The name “Ram” transcends age, race and religion. The noble name is actually an utterance, epitomising the greatness of a nation and its denizens.
About over two decades ago, during the heyday of ULFA (2001) when I was advising the Government of Assam on Counter Insurgency, I was invited by HQ 4 Corps, Tezpur to deliver a lecture on the insurgency situation in the North East.
The ULFA had just given a boycott call of all Hindi music in Assam, especially during Bohag Bihu (Assamese New Year), the celebration of which is integral to Assamese life and culture.
During the Questions & Answer session in 4 Corps, an officer of the rank of a Colonel stood up and asked a strange question. The officer, since I asked him to identify himself, was from Tamil Nadu.

## Exercise objective
Retype the stretch of the passage about the name Ram from "About over two" through "from Tamil Nadu.", keeping every word and punctuation mark unchanged.

## Provided records
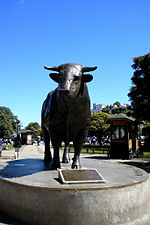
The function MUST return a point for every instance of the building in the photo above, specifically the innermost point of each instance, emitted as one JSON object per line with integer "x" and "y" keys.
{"x": 97, "y": 107}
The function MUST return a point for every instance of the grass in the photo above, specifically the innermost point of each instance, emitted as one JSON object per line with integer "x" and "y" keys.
{"x": 9, "y": 147}
{"x": 146, "y": 154}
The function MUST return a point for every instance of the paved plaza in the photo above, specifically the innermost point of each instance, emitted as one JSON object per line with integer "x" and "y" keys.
{"x": 37, "y": 152}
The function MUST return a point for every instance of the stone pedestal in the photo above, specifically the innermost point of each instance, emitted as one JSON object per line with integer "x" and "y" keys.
{"x": 31, "y": 193}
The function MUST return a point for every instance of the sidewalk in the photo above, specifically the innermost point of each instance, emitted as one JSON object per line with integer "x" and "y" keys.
{"x": 34, "y": 151}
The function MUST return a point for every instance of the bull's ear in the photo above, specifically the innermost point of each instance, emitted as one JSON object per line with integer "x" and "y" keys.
{"x": 55, "y": 77}
{"x": 87, "y": 78}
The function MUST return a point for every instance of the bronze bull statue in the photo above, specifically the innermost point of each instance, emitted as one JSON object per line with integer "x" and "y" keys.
{"x": 66, "y": 112}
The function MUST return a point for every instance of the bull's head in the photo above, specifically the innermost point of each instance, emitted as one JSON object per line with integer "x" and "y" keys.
{"x": 71, "y": 77}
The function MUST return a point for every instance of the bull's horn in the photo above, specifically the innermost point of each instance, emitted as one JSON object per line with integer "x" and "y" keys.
{"x": 88, "y": 69}
{"x": 55, "y": 68}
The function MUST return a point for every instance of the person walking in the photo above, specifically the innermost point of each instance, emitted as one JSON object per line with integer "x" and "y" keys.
{"x": 0, "y": 147}
{"x": 17, "y": 146}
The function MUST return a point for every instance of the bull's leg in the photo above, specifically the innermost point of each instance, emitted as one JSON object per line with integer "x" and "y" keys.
{"x": 56, "y": 160}
{"x": 76, "y": 159}
{"x": 66, "y": 157}
{"x": 47, "y": 156}
{"x": 79, "y": 140}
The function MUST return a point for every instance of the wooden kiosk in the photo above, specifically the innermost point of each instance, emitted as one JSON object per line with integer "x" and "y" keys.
{"x": 26, "y": 136}
{"x": 123, "y": 136}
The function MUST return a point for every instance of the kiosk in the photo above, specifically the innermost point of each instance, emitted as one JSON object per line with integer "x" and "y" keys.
{"x": 123, "y": 136}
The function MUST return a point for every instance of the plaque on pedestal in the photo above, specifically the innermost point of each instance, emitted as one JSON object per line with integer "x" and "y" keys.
{"x": 80, "y": 176}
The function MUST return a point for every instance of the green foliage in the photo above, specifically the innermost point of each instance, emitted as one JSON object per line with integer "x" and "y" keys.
{"x": 6, "y": 122}
{"x": 116, "y": 108}
{"x": 140, "y": 91}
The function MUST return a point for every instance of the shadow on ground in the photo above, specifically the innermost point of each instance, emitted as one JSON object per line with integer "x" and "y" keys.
{"x": 141, "y": 163}
{"x": 24, "y": 167}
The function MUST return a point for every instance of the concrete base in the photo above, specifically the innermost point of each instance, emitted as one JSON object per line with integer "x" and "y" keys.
{"x": 31, "y": 193}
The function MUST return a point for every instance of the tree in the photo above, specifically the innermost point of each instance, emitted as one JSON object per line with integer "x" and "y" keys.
{"x": 6, "y": 128}
{"x": 140, "y": 92}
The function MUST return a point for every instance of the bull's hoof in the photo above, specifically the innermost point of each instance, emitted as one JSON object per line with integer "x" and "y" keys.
{"x": 48, "y": 159}
{"x": 75, "y": 166}
{"x": 55, "y": 166}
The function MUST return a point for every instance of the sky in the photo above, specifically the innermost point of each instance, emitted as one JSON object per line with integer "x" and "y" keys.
{"x": 37, "y": 33}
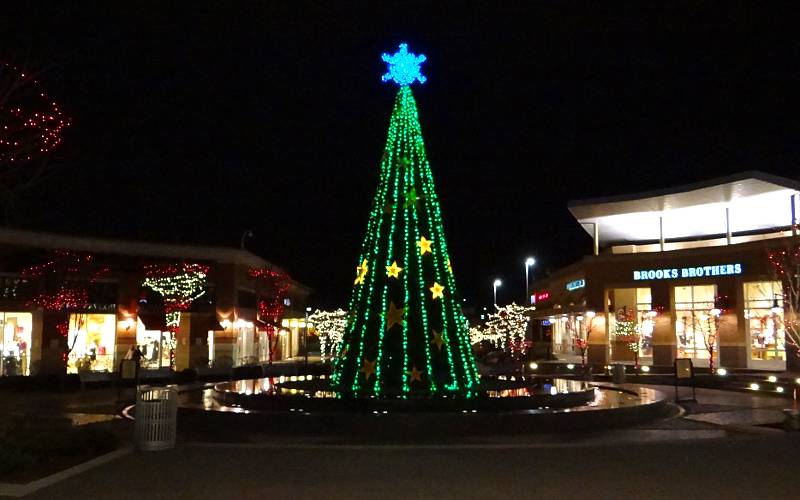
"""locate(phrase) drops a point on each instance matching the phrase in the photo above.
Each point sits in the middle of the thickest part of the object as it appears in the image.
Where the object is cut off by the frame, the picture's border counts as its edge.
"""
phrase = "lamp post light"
(529, 262)
(497, 284)
(305, 338)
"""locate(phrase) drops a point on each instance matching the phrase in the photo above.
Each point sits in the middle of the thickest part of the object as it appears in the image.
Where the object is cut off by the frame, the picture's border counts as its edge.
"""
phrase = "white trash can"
(156, 415)
(618, 373)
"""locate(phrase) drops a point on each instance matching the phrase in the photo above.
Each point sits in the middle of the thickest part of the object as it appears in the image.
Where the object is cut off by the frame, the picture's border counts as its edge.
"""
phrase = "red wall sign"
(539, 296)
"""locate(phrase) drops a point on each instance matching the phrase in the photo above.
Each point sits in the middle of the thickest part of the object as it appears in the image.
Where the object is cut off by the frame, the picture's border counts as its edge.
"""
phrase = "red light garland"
(271, 288)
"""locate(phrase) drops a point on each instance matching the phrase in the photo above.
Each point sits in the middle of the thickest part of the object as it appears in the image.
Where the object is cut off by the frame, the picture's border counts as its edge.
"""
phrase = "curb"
(22, 489)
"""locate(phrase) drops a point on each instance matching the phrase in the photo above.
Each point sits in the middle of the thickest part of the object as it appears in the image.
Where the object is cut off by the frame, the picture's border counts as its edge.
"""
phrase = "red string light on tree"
(271, 288)
(31, 123)
(63, 281)
(178, 284)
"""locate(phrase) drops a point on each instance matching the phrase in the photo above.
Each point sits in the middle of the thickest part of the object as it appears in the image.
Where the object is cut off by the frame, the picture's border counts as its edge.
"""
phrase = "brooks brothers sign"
(687, 272)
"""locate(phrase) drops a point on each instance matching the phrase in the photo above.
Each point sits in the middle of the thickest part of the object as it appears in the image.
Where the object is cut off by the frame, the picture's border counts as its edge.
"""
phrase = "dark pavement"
(755, 466)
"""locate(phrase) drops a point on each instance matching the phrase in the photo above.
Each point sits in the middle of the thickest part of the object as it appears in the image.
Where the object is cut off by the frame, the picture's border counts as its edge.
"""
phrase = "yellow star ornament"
(424, 246)
(436, 290)
(361, 272)
(368, 369)
(393, 271)
(415, 375)
(394, 316)
(437, 340)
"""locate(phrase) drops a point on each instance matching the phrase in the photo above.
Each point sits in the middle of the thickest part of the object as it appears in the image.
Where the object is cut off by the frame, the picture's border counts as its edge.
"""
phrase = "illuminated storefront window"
(16, 343)
(154, 346)
(694, 322)
(639, 300)
(563, 333)
(763, 313)
(90, 340)
(245, 351)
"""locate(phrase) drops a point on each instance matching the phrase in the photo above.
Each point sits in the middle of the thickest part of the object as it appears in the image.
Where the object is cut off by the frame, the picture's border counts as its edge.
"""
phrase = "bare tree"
(785, 263)
(31, 128)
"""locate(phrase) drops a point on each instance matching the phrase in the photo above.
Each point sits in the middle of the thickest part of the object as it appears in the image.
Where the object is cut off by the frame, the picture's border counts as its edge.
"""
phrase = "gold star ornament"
(437, 340)
(393, 271)
(424, 246)
(368, 369)
(415, 375)
(361, 272)
(394, 316)
(436, 290)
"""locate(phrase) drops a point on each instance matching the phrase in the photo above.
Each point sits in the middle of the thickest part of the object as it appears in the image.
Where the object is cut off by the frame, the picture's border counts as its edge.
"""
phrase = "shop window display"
(694, 321)
(763, 313)
(91, 339)
(245, 350)
(638, 300)
(154, 346)
(16, 343)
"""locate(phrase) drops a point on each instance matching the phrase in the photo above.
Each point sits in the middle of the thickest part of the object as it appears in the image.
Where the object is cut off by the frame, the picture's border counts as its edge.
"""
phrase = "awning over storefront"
(746, 202)
(153, 320)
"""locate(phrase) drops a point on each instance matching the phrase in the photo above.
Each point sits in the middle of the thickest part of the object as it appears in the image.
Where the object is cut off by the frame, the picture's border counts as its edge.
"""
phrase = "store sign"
(539, 296)
(687, 272)
(574, 285)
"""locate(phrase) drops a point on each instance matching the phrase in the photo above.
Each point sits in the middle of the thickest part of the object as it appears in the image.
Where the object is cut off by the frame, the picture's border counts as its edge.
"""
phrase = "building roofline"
(748, 174)
(47, 240)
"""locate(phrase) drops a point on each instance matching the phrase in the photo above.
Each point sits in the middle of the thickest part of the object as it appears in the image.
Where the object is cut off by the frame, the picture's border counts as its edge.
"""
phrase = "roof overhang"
(756, 201)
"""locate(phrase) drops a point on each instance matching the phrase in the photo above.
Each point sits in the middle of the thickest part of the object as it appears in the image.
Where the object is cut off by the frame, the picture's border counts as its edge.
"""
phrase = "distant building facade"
(688, 266)
(90, 311)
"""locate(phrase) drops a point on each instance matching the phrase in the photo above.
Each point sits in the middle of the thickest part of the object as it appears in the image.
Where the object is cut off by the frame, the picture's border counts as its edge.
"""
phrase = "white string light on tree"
(330, 326)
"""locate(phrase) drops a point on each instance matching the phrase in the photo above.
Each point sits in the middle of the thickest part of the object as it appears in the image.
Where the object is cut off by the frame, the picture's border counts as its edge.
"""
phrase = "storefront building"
(684, 271)
(72, 304)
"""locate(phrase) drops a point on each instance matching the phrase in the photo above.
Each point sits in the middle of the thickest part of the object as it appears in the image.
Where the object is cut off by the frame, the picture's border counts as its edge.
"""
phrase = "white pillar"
(728, 224)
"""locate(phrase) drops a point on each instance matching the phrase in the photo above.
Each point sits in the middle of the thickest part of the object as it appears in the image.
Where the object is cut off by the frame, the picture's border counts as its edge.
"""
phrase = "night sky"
(196, 121)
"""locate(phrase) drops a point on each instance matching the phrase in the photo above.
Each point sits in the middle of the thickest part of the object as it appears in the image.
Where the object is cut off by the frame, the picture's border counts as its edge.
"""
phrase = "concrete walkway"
(717, 450)
(743, 467)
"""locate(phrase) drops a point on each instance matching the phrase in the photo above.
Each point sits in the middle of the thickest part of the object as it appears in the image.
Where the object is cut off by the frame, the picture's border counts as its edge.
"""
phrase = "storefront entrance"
(155, 347)
(15, 343)
(90, 340)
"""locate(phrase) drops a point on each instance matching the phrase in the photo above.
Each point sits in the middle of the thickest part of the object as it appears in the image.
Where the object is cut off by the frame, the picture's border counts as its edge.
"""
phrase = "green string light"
(383, 353)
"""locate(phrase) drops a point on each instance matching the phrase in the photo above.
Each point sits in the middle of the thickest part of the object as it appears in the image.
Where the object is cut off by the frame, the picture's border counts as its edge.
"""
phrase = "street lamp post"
(305, 340)
(497, 283)
(530, 261)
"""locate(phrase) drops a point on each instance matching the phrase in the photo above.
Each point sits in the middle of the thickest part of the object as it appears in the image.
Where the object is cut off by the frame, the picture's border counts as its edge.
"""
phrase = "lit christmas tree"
(405, 333)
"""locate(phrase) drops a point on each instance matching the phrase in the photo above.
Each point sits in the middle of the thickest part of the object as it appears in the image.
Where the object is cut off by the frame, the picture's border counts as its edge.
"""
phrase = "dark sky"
(194, 121)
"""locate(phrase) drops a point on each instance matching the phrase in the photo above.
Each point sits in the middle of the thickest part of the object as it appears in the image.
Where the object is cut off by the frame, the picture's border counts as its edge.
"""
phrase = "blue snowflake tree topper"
(403, 66)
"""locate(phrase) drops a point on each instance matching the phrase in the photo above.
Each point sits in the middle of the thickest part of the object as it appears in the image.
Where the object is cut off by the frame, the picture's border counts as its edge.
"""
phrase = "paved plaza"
(700, 454)
(702, 468)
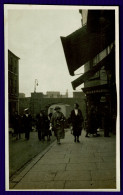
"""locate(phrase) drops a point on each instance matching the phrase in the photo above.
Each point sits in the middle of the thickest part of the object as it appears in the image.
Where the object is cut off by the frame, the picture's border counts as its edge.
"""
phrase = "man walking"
(76, 119)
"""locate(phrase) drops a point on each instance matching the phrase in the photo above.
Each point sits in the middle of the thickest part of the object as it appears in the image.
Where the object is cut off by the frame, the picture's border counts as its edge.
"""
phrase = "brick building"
(93, 46)
(38, 102)
(13, 83)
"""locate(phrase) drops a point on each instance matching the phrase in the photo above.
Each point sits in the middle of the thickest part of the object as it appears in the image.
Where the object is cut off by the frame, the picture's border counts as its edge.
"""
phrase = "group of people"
(46, 124)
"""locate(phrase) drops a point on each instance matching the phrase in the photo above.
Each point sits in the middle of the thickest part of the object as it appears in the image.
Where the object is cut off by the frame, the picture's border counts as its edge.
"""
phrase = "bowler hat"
(26, 109)
(57, 108)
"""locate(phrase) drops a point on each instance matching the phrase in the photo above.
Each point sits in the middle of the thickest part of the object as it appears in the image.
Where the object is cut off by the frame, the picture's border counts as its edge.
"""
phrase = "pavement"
(22, 151)
(88, 165)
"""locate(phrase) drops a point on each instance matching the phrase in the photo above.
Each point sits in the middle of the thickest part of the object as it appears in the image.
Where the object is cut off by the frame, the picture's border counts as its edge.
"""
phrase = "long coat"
(57, 121)
(76, 121)
(92, 121)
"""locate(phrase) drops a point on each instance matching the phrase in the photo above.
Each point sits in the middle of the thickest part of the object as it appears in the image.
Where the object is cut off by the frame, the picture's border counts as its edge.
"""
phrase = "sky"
(34, 36)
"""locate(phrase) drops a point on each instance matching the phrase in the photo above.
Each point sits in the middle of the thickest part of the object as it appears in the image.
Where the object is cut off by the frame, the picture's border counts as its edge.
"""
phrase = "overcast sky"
(34, 36)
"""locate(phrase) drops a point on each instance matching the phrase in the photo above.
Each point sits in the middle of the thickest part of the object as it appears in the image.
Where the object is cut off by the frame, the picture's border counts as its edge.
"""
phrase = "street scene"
(63, 106)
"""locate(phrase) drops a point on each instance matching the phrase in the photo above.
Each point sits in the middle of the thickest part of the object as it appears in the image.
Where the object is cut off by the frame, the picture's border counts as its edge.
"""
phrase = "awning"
(96, 89)
(107, 61)
(100, 20)
(84, 44)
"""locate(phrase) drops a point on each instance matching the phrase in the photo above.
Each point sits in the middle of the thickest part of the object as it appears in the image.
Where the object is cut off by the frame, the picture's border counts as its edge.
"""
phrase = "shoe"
(86, 136)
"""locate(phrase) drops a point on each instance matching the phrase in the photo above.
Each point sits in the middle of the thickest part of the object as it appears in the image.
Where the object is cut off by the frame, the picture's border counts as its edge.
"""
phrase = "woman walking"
(41, 126)
(76, 119)
(57, 123)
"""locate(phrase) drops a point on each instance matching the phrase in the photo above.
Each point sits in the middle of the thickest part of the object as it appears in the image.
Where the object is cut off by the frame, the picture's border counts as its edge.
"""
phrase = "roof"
(82, 46)
(13, 54)
(107, 61)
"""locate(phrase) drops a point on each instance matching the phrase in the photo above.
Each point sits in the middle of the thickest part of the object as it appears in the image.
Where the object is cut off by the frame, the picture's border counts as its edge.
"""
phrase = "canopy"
(107, 61)
(84, 44)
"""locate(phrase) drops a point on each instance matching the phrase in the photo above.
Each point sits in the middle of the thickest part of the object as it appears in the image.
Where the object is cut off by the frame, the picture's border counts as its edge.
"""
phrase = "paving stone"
(106, 165)
(55, 184)
(89, 164)
(81, 155)
(73, 175)
(81, 166)
(80, 160)
(51, 156)
(31, 185)
(78, 185)
(107, 184)
(109, 158)
(54, 161)
(49, 168)
(103, 175)
(107, 154)
(37, 176)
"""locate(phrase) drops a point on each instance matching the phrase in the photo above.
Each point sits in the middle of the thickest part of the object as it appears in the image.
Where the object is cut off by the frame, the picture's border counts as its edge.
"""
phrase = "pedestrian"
(27, 121)
(17, 125)
(41, 126)
(76, 119)
(106, 121)
(57, 124)
(92, 122)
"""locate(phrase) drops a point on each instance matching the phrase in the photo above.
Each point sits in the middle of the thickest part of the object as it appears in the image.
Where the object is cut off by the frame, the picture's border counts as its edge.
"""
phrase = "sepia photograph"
(62, 107)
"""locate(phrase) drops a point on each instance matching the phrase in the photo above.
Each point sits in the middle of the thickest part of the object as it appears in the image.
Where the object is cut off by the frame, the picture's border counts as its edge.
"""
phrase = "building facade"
(93, 46)
(38, 102)
(13, 83)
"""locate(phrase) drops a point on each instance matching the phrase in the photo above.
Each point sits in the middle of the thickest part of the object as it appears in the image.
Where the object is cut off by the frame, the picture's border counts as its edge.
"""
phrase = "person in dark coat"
(92, 122)
(76, 119)
(47, 127)
(106, 121)
(27, 121)
(17, 125)
(41, 126)
(57, 123)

## Correct result
About over two decades ago, during the heyday of ULFA (2001) when I was advising the Government of Assam on Counter Insurgency, I was invited by HQ 4 Corps, Tezpur to deliver a lecture on the insurgency situation in the North East.
The ULFA had just given a boycott call of all Hindi music in Assam, especially during Bohag Bihu (Assamese New Year), the celebration of which is integral to Assamese life and culture.
During the Questions & Answer session in 4 Corps, an officer of the rank of a Colonel stood up and asked a strange question. The officer, since I asked him to identify himself, was from Tamil Nadu.